_抜粋した文章_.

藤谷純子

      「ただ念仏して」の仰せに応える我とは(二)                    藤谷純子

  先月記したFさんのお葬儀が今行われている。一月以上経って発見されたので先に火葬をして、昨夜はひっそりとお通夜が営まれた。長い間不眠症に苦しんで、これ以上生きていてもご主人のお世話もできない、かえって迷惑をかけるだけという苦悩に死を決意してしまったのだろうか。ふんわりとした天真爛漫さも湛えていて、皆に明るい笑いを与えてくれたりもした。でも、人には見せない心の闇を一人で抱えておられたのですね。この地へ来られて二十年、一緒にお参りをしながらもすれちがってしまったのでした。南無阿弥陀仏
 
  前に「サトちゃんの往生」に書かせて貰ったサトちゃんと私の三十年近くにわたる交際から問われてくることがあった。

_手元の情報_.
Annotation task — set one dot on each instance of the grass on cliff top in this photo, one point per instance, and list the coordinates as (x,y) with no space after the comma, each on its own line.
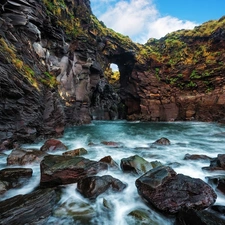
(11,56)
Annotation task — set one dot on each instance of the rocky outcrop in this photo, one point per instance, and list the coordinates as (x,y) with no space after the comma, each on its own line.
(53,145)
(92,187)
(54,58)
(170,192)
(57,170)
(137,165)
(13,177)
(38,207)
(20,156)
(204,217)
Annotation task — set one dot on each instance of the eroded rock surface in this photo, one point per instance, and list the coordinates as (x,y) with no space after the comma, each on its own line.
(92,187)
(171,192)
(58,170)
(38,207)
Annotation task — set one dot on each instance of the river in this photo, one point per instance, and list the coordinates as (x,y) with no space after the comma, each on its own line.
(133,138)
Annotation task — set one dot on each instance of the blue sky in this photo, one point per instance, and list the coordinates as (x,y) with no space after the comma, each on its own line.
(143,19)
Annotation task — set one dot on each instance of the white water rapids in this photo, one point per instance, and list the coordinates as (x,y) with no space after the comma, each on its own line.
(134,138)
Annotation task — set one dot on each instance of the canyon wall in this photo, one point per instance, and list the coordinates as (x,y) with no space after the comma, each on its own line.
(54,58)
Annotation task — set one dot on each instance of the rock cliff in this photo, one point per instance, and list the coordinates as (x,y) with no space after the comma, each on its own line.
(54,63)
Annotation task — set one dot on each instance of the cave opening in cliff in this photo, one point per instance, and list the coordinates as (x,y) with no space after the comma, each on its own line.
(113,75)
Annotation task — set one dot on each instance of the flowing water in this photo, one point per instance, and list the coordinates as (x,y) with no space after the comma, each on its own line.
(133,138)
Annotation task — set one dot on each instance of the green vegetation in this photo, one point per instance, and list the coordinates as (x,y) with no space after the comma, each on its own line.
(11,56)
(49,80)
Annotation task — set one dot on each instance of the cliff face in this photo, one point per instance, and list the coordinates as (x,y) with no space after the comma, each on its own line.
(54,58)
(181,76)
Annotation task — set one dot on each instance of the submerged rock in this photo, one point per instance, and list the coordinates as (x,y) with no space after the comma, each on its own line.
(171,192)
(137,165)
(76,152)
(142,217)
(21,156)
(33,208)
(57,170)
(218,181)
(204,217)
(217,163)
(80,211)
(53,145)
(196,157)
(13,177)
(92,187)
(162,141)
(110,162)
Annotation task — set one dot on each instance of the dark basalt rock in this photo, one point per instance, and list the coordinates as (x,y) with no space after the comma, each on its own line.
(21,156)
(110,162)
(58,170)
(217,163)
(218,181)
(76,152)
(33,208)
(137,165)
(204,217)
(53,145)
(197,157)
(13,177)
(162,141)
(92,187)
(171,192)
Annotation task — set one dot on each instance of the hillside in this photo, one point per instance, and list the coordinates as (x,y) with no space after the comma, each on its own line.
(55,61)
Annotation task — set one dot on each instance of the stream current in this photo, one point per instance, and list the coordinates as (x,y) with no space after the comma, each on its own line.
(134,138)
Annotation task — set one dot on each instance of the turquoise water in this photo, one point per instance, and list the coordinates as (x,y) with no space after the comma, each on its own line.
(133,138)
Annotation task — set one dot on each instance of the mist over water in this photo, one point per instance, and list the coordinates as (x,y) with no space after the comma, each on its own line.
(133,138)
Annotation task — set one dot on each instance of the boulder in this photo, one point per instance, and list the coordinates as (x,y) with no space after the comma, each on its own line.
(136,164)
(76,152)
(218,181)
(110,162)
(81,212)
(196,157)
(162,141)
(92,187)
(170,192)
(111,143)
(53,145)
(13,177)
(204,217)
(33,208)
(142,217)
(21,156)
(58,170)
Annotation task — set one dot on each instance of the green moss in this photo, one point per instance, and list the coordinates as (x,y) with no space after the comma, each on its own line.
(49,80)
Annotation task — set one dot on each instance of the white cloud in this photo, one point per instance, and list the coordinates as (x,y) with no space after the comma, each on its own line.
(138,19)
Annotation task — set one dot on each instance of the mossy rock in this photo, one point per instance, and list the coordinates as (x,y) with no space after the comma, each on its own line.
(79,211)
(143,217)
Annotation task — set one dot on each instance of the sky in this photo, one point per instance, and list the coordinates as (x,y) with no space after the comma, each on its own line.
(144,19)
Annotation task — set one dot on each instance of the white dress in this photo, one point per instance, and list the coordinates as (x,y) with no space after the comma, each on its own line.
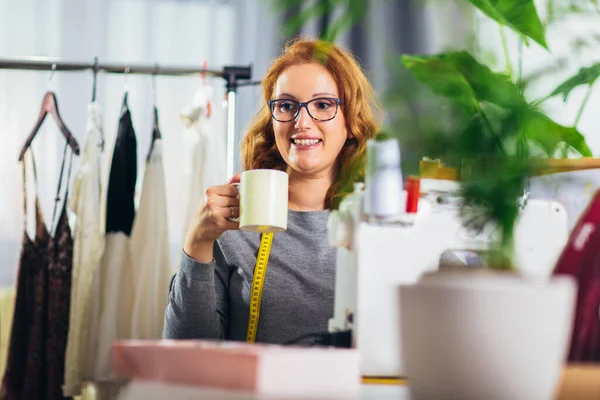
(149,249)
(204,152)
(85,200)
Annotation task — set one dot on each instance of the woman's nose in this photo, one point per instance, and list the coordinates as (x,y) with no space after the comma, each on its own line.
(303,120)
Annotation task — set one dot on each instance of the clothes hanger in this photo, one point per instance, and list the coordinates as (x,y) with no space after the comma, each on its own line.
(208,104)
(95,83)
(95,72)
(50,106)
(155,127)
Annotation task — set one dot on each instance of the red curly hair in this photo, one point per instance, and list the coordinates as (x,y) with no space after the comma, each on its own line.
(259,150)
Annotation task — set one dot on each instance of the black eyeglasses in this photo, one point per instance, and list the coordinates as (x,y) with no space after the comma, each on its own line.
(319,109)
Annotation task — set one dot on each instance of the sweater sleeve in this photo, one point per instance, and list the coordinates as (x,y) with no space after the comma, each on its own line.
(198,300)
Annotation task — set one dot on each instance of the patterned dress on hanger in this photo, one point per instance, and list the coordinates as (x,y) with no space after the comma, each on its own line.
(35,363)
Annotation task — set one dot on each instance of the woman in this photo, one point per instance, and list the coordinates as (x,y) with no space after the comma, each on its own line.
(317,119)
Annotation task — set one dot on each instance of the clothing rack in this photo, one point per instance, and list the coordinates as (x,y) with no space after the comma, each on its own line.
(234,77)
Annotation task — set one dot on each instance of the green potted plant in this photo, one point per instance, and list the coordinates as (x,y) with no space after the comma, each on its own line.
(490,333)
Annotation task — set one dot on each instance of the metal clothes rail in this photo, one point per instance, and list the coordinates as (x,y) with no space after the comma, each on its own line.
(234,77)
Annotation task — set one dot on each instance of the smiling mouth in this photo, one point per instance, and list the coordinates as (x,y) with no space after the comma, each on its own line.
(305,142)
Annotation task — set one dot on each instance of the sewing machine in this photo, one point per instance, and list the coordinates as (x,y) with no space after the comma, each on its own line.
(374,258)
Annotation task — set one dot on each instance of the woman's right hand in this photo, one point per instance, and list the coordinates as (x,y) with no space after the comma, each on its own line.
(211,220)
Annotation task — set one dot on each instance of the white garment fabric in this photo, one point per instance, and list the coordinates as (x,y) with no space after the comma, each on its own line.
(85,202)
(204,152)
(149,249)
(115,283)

--

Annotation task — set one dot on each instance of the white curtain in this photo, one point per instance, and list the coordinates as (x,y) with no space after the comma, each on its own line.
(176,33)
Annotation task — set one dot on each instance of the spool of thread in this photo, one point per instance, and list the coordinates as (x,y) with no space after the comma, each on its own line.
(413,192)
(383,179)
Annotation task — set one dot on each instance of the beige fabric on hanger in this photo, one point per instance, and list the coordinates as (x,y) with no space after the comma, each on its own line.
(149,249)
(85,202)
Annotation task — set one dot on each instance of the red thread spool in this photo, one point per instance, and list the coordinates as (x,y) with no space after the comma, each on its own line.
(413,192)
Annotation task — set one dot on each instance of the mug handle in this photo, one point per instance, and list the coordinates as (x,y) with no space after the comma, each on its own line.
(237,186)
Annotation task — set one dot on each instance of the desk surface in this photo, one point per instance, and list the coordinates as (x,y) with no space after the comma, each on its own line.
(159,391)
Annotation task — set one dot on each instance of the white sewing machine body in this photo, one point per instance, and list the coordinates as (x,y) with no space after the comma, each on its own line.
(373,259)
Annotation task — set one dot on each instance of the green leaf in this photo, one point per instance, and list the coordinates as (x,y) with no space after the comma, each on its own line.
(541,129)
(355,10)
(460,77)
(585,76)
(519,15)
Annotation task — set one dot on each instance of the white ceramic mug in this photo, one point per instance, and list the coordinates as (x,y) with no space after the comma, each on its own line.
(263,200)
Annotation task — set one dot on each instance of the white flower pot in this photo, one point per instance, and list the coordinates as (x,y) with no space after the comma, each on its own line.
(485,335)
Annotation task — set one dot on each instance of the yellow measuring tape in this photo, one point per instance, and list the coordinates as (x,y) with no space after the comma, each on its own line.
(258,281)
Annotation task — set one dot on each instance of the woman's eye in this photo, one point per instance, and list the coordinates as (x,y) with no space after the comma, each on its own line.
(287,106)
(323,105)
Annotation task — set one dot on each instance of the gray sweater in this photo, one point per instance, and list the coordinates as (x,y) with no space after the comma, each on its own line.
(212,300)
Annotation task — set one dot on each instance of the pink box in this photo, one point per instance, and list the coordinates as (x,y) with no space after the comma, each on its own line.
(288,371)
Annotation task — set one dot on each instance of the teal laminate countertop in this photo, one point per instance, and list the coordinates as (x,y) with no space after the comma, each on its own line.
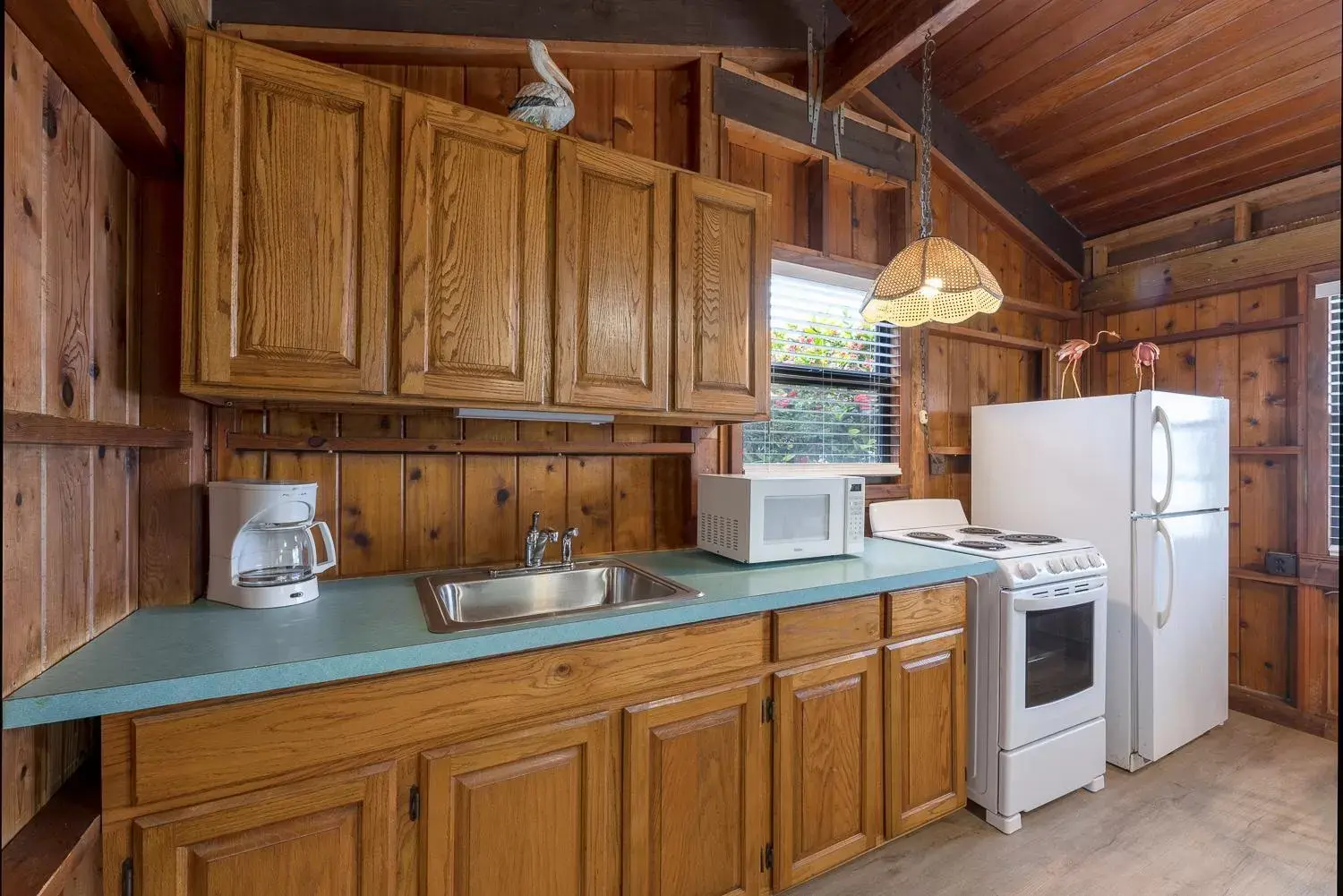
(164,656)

_やること_.
1 - リストの中で「fabric」という語を含む行を、すべてそのまま抜き出して示してください。
2 - 抜粋した文章の最後の一文に続けて、その先を書き進めてください。

_答え_.
1 -
Annotation task — set one dot on each instance of the white garment fabric in this photo, one point per instance, and list the coordinates as (x,y) with no space after the comma, each on its own line.
Annotation task — set one dot on each instance of the beige fabric on hanger in this photo, one point per instance, and list the coordinates as (x,y) with no space after the comma, each on its own line.

2 -
  人を尊敬せずして
    その人と交わりを続けていることは
    自らを侮辱することである
 
これは、本山から出ている「ひめくり法語」に載せられている暁烏先生の言葉です。この言葉から「他人を侮辱することは、実は自分を侮辱していることになるのだよ。おまえは、そんな侮辱することのできない自己に出遇っているか? 他人を敬えないおまえは、本当に敬ってつかえるべき自己を見失っているのではないか?」と問いかけられた。その通りだった。
 サトちゃんに向かって私がとった態度、かけた言葉、どれをとっても冷たさに裏打ちされていた。聞法会の時も「感想は?」などと聞いても、彼女は石ころのように黙ってしまって、自分の思いを自ら話すことはほとんどなかったのだった。三十年間ずっと、それは変わらなかった。サトちゃんがお寺に来ていたのは、皆と一緒におりたかったから。おやつやご飯をいただいたり、歌を歌ったり、家に一人でいるより良かったのだ。人一倍人の親切に餓えていたのだった。それを知りつつ、サトちゃんの喜ぶことをしてあげたくない私だった。そんな私のいる寺に、交通事故に遭う直前まで来ていたサトちゃんだった。「あなたの大事にしなければならないあなた自身、お念仏申して下さいと呼ばれているあなた自身に、なってくださいよ!」と言ってくれていたサトちゃんのあの姿なのでした。
  最近このような詩に出会いました。詩の中にサトちゃんがいて、今も虚しい言葉を吐いている私をいさめているようだ。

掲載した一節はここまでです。